* [SELECTED EXCERPT]:
=====

6. The anticholinergic drugs,
atropine and scopolamine, freely pass the placenta.
Glycopyrrolate is
highly ionized and therefore crosses the placenta to
a minimal degree.
7. The commonly used
anticoagulants, heparin and warfarin, have
remarkably different placental transfer. Heparin, a
highly ionized polysaccharide molecule, does not
reach the fetus. Warfarin, which is uncharged and
has a molecular weight of only 330, readily passes
across the placenta. Because warfarin can cause
birth defects, its use is contraindicated during the
period of organogenesis.
8. Antihypertensive drugs.
The beta-blocking drugs that have been studied all
cross the placenta. Labetalol appears to have the
least placental transfer of this group of drugs.
High-dose infusions of esmolol have been reported to
cause persistent fetal bradycardia lasting up to 30
minutes after the termination of the infusion. The
effect of a single dose is not known, but numerous
cases of its safe use as a bolus during anesthetic
induction have been reported. Sodium nitroprusside
(SNP) freely passes the placenta and has
implications for fetal toxicity.
Anesthesia during pregnancy
and the risk of birth defects
Principles of teratology.
It is an established principle that any substance,
if administered in large enough quantities for a
prolonged period of time during critical periods of
gestation, can produce fetal injury ranging from
growth restriction to major structural anomalies to
death. Therefore, it should be a goal of the
anesthesiologists caring for pregnant women to
minimize the exposure of their fetuses to
potentially toxic substances. Nevertheless, fears
regarding the potential for injury should be
tempered by the following considerations:
1. Most anesthetics are administered for such a
brief period of time that the potential for toxicity
is minimal.
2. There is no convincing human evidence that any of
the commonly used anesthetics is dangerous to the
fetus.
3. Maternal hypotension and hypoxemia pose a much
greater risk to the fetus than do any of the
anesthetic drugs.

=====

* [DATA SUPPLIED]:
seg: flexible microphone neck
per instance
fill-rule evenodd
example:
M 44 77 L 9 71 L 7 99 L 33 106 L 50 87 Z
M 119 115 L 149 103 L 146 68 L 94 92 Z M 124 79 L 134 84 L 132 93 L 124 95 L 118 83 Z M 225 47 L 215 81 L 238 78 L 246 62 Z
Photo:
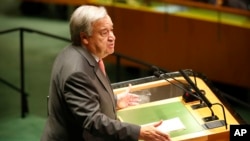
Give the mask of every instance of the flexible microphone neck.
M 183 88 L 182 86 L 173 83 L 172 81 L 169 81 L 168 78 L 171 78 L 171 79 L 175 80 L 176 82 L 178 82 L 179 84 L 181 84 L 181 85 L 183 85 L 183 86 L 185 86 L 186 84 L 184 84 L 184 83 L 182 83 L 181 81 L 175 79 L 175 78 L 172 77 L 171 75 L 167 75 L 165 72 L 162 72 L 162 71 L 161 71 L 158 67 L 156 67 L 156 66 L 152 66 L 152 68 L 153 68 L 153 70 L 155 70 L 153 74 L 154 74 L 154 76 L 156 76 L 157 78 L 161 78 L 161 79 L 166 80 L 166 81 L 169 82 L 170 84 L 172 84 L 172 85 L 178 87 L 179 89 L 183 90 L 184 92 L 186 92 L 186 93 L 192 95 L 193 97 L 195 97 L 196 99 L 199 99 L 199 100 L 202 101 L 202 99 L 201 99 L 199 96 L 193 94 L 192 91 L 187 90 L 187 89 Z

=====

* [ASSIGNED TASK 1]:
Repeat the passage on placental drug transfer word for word, everything from "7. The commonly" down to "8. Antihypertensive drugs.".
* [ASSIGNED TASK 2]:
Continue the passage on placental drug transfer from the point where it stops.
You can set the records aside, since none of the work here depends on them.

* [WRITTEN REPLY 1]:
7. The commonly used
anticoagulants, heparin and warfarin, have
remarkably different placental transfer. Heparin, a
highly ionized polysaccharide molecule, does not
reach the fetus. Warfarin, which is uncharged and
has a molecular weight of only 330, readily passes
across the placenta. Because warfarin can cause
birth defects, its use is contraindicated during the
period of organogenesis.
8. Antihypertensive drugs.

* [WRITTEN REPLY 2]:
4. Maternal well-being must be our paramount
concern. If avoiding a potentially teratogenic drug
leads to a poor maternal outcome or maternal death,
fetal outcome will be equally compromised.
Evaluation of teratogenic
potential. Because of the ethical and
logistical difficulties inherent in large-scale
prospective studies of the teratogenic effects of
anesthetics in humans, we must rely on more indirect
evidence to evaluate the teratogenic potential of
these drugs. The principal investigative tools used
are small animal studies, retrospective studies of
the offspring of women who underwent anesthesia
during pregnancy, and, in the case of inhalation
anesthetics, studies of operating room personnel who
were exposed to low-level waste anesthetic gases
during pregnancy. The discussion of specific drugs
that follows refers to the studies supporting or
opposing their teratogenic potential.
Specific drugs
1. Animal studies of the potent
inhalation anesthetics
have demonstrated conflicting results. Reproductive
effects appear to be dose related. These effects are
more likely to be from the physiologic disturbances
(hypothermia, hypoventilation, poor feeding)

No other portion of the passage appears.